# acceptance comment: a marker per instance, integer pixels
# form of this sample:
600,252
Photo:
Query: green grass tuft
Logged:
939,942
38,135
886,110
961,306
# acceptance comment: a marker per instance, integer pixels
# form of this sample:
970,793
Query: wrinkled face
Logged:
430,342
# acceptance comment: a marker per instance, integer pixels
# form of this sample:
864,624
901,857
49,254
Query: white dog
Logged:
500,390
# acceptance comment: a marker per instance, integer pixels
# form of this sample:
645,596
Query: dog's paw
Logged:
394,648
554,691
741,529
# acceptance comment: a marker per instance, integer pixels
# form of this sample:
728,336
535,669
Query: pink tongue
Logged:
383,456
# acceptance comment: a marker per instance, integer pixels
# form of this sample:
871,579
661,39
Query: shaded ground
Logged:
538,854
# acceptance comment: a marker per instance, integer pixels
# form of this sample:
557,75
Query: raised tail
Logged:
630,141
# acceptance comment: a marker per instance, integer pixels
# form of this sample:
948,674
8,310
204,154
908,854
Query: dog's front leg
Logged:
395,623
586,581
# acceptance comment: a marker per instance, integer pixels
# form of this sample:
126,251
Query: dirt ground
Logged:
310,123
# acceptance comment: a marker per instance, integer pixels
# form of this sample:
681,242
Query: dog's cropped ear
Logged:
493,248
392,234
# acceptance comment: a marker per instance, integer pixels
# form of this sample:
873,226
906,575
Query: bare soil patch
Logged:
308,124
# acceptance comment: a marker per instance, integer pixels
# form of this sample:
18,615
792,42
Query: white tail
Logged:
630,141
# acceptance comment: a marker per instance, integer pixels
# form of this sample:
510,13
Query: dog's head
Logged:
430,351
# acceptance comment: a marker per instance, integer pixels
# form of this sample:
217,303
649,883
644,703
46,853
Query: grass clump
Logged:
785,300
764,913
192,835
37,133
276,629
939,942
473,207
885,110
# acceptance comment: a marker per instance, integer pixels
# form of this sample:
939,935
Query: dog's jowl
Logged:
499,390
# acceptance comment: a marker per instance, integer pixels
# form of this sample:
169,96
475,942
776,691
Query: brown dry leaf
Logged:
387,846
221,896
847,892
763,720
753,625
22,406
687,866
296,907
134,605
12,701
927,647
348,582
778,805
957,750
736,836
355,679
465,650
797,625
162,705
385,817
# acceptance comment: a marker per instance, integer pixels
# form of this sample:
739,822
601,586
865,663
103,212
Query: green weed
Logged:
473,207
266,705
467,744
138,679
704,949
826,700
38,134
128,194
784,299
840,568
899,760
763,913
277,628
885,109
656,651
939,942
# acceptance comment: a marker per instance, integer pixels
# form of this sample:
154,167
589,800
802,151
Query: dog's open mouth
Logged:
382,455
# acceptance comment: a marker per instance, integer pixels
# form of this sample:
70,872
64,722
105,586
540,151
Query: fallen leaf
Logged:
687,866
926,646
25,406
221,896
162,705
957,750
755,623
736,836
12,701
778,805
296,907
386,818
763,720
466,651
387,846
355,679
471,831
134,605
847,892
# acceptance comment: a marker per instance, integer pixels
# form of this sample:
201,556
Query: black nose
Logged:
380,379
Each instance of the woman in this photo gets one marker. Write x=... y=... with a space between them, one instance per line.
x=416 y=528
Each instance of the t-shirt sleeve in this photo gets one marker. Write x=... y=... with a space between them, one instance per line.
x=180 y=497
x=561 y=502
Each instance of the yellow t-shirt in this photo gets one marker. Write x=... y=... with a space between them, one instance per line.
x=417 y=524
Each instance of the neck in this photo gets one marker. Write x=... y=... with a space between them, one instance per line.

--------------------------------------------------

▶ **WHAT YOU WILL DO**
Retype the material above, line by line, exactly.

▶ **EXPECTED ANSWER**
# acceptance comment: a marker per instance, integer pixels
# form of this sample:
600,252
Photo:
Query: green grass tuft
Logged:
939,942
38,135
886,110
961,306
# acceptance comment: a marker per instance, integer pixels
# form of this sample:
970,793
Query: wrinkled face
Logged:
430,342
# acceptance comment: a marker per instance, integer pixels
# form of this sample:
864,624
901,857
49,254
Query: white dog
Logged:
500,390
# acceptance comment: a marker per instance, integer pixels
# form of this sample:
645,596
Query: dog's paw
Logged:
394,648
554,691
741,529
# acceptance comment: a marker per instance, integer pixels
# form of this sample:
728,336
535,669
Query: pink tongue
Logged:
383,456
# acceptance comment: a marker per instance, integer pixels
# form of this sample:
871,579
661,39
Query: shaded ground
Logged:
538,854
# acceptance comment: a marker per instance, integer pixels
# form of this sample:
557,75
Query: raised tail
Logged:
630,141
# acceptance comment: a marker per instance, integer pixels
# form of this sample:
948,674
8,310
204,154
908,854
Query: dog's front leg
Logged:
395,623
586,581
# acceptance comment: a marker per instance, integer pixels
# form of this sample:
126,251
Query: dirt ground
Logged:
310,123
# acceptance comment: a marker per instance, integer pixels
# form of this sample:
681,242
Query: dog's cropped ear
Logged:
493,248
392,234
# acceptance comment: a marker per instance, integer pixels
# form of this sample:
873,226
906,575
Query: bare soil patch
Logged:
308,124
# acceptance comment: a marker per instance, integer pixels
# form of this sample:
18,615
792,42
Query: white tail
Logged:
630,141
# acceptance comment: a marker per instance, integer pixels
# form of this sample:
510,13
Query: dog's head
Logged:
430,351
# acceptance comment: a marker per instance, integer pixels
# form of this sample:
217,303
649,883
644,703
46,853
Query: grass clump
Logged:
785,300
764,913
192,835
37,133
276,629
939,942
473,207
885,110
# acceptance comment: a marker per instance, integer pixels
# form of this sample:
939,935
Query: dog's jowl
Logged:
499,390
# acceptance comment: a marker per instance, integer pixels
# form of this sample:
169,96
475,942
776,691
Query: brown dry leaf
Logged:
387,846
221,896
847,892
763,720
753,625
22,406
687,866
296,907
134,605
12,701
927,647
348,582
778,805
957,750
736,836
355,679
465,650
797,625
162,705
385,817
# acceptance comment: a marker per instance, integer pixels
# form of this sample:
739,822
601,586
865,663
103,212
Query: green weed
Logged:
473,207
266,705
467,744
138,679
704,949
826,700
38,134
128,194
784,299
840,568
899,760
763,913
277,628
885,109
656,651
939,942
# acceptance comment: a marker per instance, integer pixels
# form of this sample:
154,167
589,800
802,151
Query: dog's open mouth
Logged:
382,455
# acceptance comment: a marker per instance, integer pixels
# form of this sample:
70,872
64,722
105,586
540,151
Query: fallen leaf
Logged:
687,866
926,646
25,406
221,896
162,705
957,750
755,623
736,836
12,701
778,805
296,907
386,818
763,720
466,651
387,846
355,679
471,831
134,605
847,892
# acceptance comment: a marker per instance, integer pixels
# form of this sample:
201,556
Query: black nose
Logged:
380,379
Each instance of the woman in this photo gets one marker. Write x=... y=... with a space between them, one instance per line.
x=416 y=528
Each instance of the t-shirt sleeve in this photo gets one marker. Write x=... y=... with a space between them, one instance per line.
x=180 y=497
x=561 y=502
Each instance of the yellow t-shirt in this photo gets one marker. Write x=... y=... with a space between them, one instance per line.
x=417 y=524
Each instance of the neck in this photo gets one marker. Write x=... y=... with a space between them, one instance per line.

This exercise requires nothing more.